§ PAGE:
☆ ☆ ☆ ☆ ☆ ☆ ☆
Untold stories from Indianapolis’ epic 2012 Super Bowl week
INDIANAPOLSIS (WISH) — Let’s toast to a special anniversary for Indianapolis and some of the most dedicated workers in sports.
On paper, the script for this toast is to a legacy that lives on one decade later.
For those who made this project nearly their entire lives, this marks 17 years since embarking on one of the most ambitious quests in Indianapolis’ history.
In 2005, Allison Melangton started down this path. The blueprint? That didn’t exist.
The goal? Become only the fourth cold-weather city to host Super Bowl, and in the process, do it better than any NFL host city, period.
Little did Melangton know, it would be seven more years until Indianapolis conquered the beast.
Before we go any further, will the game ever return to Lucas Oil Stadium?
The weather debacle in each of the two cold-weather cities to host since, New Jersey (2014) and Minneapolis (2018), doesn’t help Indianapolis’ case.
☆ ☆ ☆ ☆ ☆ ☆ ☆
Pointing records

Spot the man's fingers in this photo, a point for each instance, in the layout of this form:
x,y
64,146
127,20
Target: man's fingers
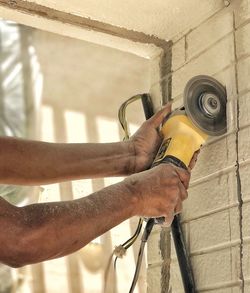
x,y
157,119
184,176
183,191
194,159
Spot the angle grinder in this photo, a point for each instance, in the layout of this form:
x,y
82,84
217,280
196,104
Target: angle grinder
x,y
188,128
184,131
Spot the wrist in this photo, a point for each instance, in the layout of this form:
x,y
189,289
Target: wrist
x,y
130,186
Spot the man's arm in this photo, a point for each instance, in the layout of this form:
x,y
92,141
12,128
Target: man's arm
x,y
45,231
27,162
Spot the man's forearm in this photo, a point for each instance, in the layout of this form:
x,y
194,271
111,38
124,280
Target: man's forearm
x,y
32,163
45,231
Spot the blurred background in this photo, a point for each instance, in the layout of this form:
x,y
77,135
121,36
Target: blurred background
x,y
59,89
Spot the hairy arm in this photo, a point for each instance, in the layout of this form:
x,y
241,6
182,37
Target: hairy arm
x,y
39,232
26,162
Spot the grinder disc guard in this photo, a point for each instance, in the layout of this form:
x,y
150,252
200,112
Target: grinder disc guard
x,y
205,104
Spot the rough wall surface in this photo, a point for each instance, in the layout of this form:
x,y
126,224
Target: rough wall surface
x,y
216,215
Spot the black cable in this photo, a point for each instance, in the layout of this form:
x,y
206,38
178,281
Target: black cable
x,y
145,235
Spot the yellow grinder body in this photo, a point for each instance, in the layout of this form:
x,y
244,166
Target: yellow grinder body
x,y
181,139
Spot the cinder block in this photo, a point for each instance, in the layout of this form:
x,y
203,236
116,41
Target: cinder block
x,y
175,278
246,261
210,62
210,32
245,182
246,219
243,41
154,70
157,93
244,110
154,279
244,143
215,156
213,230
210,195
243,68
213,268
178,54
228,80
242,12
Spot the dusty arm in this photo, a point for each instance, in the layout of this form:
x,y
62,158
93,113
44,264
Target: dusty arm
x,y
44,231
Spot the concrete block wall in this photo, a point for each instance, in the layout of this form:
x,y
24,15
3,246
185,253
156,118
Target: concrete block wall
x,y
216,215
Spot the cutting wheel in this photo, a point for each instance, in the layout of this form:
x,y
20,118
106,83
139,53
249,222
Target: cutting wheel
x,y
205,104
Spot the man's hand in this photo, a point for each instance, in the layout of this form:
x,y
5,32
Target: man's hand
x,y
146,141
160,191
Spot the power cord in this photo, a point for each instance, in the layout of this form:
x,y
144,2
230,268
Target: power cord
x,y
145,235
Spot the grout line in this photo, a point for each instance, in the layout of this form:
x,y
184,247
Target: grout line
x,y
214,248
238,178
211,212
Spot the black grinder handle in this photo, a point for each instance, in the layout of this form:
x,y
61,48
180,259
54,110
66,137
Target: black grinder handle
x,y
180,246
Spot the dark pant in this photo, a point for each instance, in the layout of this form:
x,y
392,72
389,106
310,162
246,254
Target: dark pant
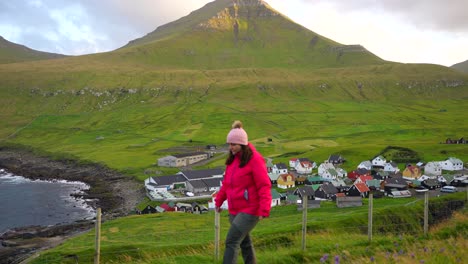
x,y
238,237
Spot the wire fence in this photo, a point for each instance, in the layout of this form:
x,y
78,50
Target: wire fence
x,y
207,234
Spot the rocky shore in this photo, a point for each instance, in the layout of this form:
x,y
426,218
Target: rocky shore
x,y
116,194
☆ ☆ ☆ ☆ ☆ ☆ ☆
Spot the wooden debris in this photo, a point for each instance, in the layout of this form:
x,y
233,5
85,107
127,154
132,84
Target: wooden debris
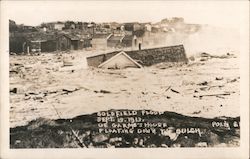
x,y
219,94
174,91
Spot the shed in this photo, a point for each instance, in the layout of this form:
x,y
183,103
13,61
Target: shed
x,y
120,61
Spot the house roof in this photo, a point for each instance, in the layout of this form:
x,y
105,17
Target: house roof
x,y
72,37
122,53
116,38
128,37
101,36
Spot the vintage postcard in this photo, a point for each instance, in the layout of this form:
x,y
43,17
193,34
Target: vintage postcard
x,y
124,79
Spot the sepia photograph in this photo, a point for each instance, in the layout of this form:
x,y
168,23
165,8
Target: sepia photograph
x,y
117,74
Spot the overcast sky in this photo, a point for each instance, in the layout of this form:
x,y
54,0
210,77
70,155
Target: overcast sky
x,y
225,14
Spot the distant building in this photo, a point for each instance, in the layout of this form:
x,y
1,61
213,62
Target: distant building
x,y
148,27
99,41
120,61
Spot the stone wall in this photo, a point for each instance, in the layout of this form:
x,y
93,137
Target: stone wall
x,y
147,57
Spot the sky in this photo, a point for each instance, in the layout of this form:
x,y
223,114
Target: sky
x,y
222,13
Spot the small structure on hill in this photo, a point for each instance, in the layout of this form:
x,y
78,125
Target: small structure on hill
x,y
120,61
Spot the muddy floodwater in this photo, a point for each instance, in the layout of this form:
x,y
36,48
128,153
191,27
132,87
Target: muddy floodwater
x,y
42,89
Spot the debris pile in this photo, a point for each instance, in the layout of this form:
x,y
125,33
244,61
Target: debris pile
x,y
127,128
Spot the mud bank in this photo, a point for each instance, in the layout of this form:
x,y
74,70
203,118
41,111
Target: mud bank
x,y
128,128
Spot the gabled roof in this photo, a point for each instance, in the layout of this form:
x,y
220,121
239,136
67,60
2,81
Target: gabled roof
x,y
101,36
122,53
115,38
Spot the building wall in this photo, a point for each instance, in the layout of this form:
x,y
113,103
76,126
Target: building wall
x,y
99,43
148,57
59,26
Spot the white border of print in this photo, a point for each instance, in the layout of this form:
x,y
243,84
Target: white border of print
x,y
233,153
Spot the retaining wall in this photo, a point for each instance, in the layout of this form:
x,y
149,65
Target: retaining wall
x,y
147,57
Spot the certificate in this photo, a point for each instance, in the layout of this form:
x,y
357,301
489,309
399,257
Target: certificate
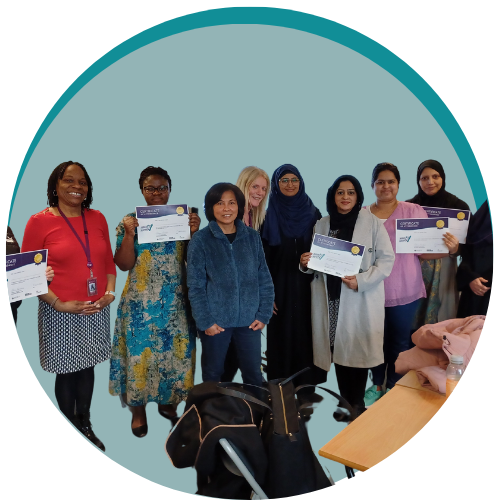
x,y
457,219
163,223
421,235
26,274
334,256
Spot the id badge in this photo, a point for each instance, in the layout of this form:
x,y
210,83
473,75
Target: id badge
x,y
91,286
☆ ☆ ☆ ☆ ☆ ☆ ☆
§ PROBLEMS TO SOLVE:
#1 According to the article on Indianapolis' 2012 Super Bowl week, what works against Indianapolis' case for hosting the game again? Answer in one to three sentences.
#2 Pick up the article on Indianapolis' 2012 Super Bowl week after its final sentence and keep writing.
The material above comes from a separate source.

§ RESULTS FOR EACH TASK:
#1 Since Indianapolis, two other cold-weather cities have hosted: New Jersey in 2014 and Minneapolis in 2018. Each ran into a weather debacle, and that doesn't help Indianapolis' case for bringing the game back to Lucas Oil Stadium.

#2
But the resounding answer from the major players behind Indianapolis Super Bowl XLVI all agree: Never say never.
So how did Melangton, the eventual president and CEO of the 2012 Indianapolis Super Bowl Host Committee, former Indianapolis Mayor Greg Ballard and so many other driven Hoosiers pull this off?
Ten years later, ahead of Los Angeles hosting Super Bowl LVI in its sparkling $5 billion SoFi Stadium, with the glitz and the glamour of Hollywood serving as the backdrop, it boils down to this: Indianapolis demanded fun over fake. Charm over your checkbook. A streamlined city over insanity.
“It was crazy,” Melangton said. “We had over one million people that came to the village over 10 days. It was a sea of people every single day. It was wall to wall, all the way down Georgia Street, all the way down Meridian Street.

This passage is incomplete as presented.